TASK BRIEF
The listing below must be repeated word for word, with its images excluded.
<<<<
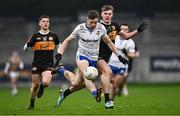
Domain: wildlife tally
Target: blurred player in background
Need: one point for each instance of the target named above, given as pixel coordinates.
(120, 71)
(124, 89)
(12, 69)
(89, 35)
(113, 29)
(43, 43)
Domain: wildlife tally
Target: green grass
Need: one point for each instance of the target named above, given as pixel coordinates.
(162, 99)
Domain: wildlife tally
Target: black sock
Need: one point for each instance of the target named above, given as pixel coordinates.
(66, 93)
(32, 102)
(106, 95)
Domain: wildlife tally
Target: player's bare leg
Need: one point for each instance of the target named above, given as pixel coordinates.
(46, 80)
(116, 84)
(105, 80)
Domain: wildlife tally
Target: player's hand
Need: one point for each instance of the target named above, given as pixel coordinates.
(58, 57)
(142, 27)
(124, 51)
(25, 48)
(123, 60)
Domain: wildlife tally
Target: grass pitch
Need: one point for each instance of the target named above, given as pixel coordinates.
(152, 99)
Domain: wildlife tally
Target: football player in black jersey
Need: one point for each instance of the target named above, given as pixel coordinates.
(104, 54)
(43, 43)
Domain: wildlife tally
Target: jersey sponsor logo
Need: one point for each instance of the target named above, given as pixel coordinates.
(98, 33)
(44, 45)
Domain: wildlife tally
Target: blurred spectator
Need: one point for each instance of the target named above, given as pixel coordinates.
(12, 70)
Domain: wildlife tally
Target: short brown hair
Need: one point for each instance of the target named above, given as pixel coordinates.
(92, 14)
(107, 7)
(44, 16)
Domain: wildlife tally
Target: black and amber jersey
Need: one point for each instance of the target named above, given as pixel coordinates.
(112, 30)
(43, 46)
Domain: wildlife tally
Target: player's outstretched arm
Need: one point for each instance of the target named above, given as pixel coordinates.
(139, 29)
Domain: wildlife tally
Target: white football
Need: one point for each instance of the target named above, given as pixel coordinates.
(91, 73)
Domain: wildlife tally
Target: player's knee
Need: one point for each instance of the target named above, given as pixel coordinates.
(46, 83)
(35, 86)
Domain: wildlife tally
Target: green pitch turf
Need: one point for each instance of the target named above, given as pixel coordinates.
(163, 99)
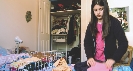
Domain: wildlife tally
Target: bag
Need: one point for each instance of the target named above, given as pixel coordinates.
(122, 68)
(98, 66)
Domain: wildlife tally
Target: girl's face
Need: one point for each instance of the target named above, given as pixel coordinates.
(98, 11)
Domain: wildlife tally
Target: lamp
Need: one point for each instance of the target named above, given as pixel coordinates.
(18, 41)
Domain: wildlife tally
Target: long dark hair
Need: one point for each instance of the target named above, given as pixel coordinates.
(106, 18)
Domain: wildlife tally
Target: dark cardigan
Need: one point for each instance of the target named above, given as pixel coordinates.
(111, 50)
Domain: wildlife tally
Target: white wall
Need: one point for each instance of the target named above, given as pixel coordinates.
(125, 3)
(13, 23)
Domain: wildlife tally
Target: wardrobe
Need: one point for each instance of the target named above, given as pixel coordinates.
(61, 13)
(65, 18)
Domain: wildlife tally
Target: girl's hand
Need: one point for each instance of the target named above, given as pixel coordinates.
(91, 62)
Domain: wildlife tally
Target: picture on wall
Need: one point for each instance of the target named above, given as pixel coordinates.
(122, 14)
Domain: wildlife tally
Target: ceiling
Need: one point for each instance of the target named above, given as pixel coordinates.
(64, 2)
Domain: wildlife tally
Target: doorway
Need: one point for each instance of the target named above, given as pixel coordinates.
(66, 28)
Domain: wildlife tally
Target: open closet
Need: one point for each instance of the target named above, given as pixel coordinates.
(65, 28)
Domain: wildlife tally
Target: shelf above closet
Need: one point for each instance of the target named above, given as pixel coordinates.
(65, 13)
(59, 34)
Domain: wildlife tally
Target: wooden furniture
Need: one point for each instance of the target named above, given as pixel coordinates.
(129, 56)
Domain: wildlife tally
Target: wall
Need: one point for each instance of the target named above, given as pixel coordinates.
>>>>
TASK ANSWER
Domain: wildlife tally
Target: blurred player in background
Need: one point for each instance of the target named above, given as pixel coordinates.
(120, 71)
(124, 89)
(12, 69)
(89, 35)
(113, 29)
(43, 43)
Domain: wildlife tally
Target: green grass
Need: one point for each instance of the target named above, given as pixel coordinates.
(162, 99)
Domain: wildlife tally
Target: black sock
Need: one point for each instance of the target named above, given as pixel coordinates.
(66, 93)
(32, 102)
(106, 95)
Domain: wildlife tally
Target: player's bare leg
Need: one point for each instance of the target named above, given as pixel coordinates.
(46, 80)
(116, 84)
(105, 80)
Domain: wildlife tally
Target: player's hand
Need: one point for each instance of the target named above, given as pixel coordinates.
(58, 57)
(142, 27)
(124, 51)
(25, 48)
(123, 60)
Domain: wildlife tally
Target: grass pitch
Need: one point for each instance of the target named above, given as pixel coordinates.
(152, 99)
Domain: wildlife tally
Target: football player in black jersey
Need: one point for each instance of the target named above, given as pixel coordinates.
(104, 54)
(43, 43)
Domain: wildlife tally
Target: jersey sponsor logo
Need: one point for each instance of the target named above, given as pixel coordinates.
(98, 33)
(44, 45)
Domain: wildlife tally
Target: blurred spectator
Need: one point for each instance of the target named above, given as pixel coordinates.
(12, 70)
Domain: wildlife tally
Target: short brown hair
Need: one point for each instance of the target named above, given as pixel coordinates.
(92, 14)
(107, 7)
(44, 16)
Domain: wildlife tally
Target: black and amber jersey
Need: one point for each instance of the target named above, given as pixel coordinates.
(112, 30)
(43, 46)
Domain: wildlife tally
Target: player's outstretched arm
Need: one point for each instance of the target named above, given as pixel coordinates.
(139, 29)
Domain: wildlife tally
Target: white football
Need: one point for each instance of the target named above, given as pixel coordinates.
(91, 73)
Domain: wildlife tally
Target: player's knee
Need: one point for each instance of the target named above, given as pixel coordinates.
(46, 83)
(35, 86)
Domain: wildlife tally
Target: green pitch turf
Need: one point for each instance of the target named above, given as pixel coordinates.
(163, 99)
Domain: wildlife tally
Target: bag
Need: one point for each instance of the target named above, given as pixel coordinates.
(122, 68)
(98, 66)
Domain: wildlife tally
Target: girl's face
Need: one point for each instance of the target named above, given as pixel coordinates.
(98, 11)
Domain: wildlife tally
Target: lamp
Need: one point for each instance of the target named above, given as pixel coordinates.
(18, 41)
Domain: wildlife tally
Target: long dark hair
Need: one point for each instance of the target named above, given as pixel coordinates.
(106, 18)
Domain: wildlife tally
Target: dark cardigan
Need: one point for each instance of the target named above, given as pixel coordinates.
(111, 50)
Domain: wildlife tally
Target: white wall
Need: one point for each instance of the target named above, given as pixel coordinates.
(125, 3)
(13, 23)
Domain: wildlife tally
Target: wardrobe
Need: one point for each instance of the target named above, given as pixel coordinates.
(61, 13)
(65, 18)
Domain: wildlife tally
Target: girl's hand
Need: one point for each instance of the target named above, given as pixel coordinates.
(91, 62)
Domain: wildlife tally
Target: picture on wall
Need: one point for each instance of the target named above, given as pixel coordinates.
(122, 14)
Domain: wildlife tally
Target: ceiling
Need: one point for each instance of the target named above, given as pixel coordinates.
(64, 2)
Domain: wildlife tally
Target: doorway
Need: one point for each instance of the target named above, given as pixel coordinates.
(66, 28)
Domain: wildlife tally
Target: open closet
Need: one point for each instance of the target named above, given as pixel coordinates.
(65, 28)
Domain: wildlife tally
Target: shelf above closet
Need: one point for each instance of the target named above, given as pixel coordinates.
(65, 13)
(59, 34)
Domain: wildlife tally
Target: wooden furniture
Need: one point for each instance of the target named above, given as pixel coordinates.
(129, 56)
Domain: wildlife tally
Target: wall
Need: one point for each instance of the target named above, given as pixel coordinates.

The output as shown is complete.